____ Provided information
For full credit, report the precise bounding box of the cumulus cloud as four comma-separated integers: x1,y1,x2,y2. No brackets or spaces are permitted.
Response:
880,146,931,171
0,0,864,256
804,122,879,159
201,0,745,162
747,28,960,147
________
Arrange every line of the entries above as a numbered list, omitting blank lines.

1. For full credit, report the precise bounding box of the cumulus cloud as four comma-separated integers: x1,y1,x2,y2. No brackets or spaces are permitted.
2. Response:
3. 880,146,931,171
4. 0,0,864,256
5. 804,122,879,159
6. 201,0,745,162
7. 747,28,960,147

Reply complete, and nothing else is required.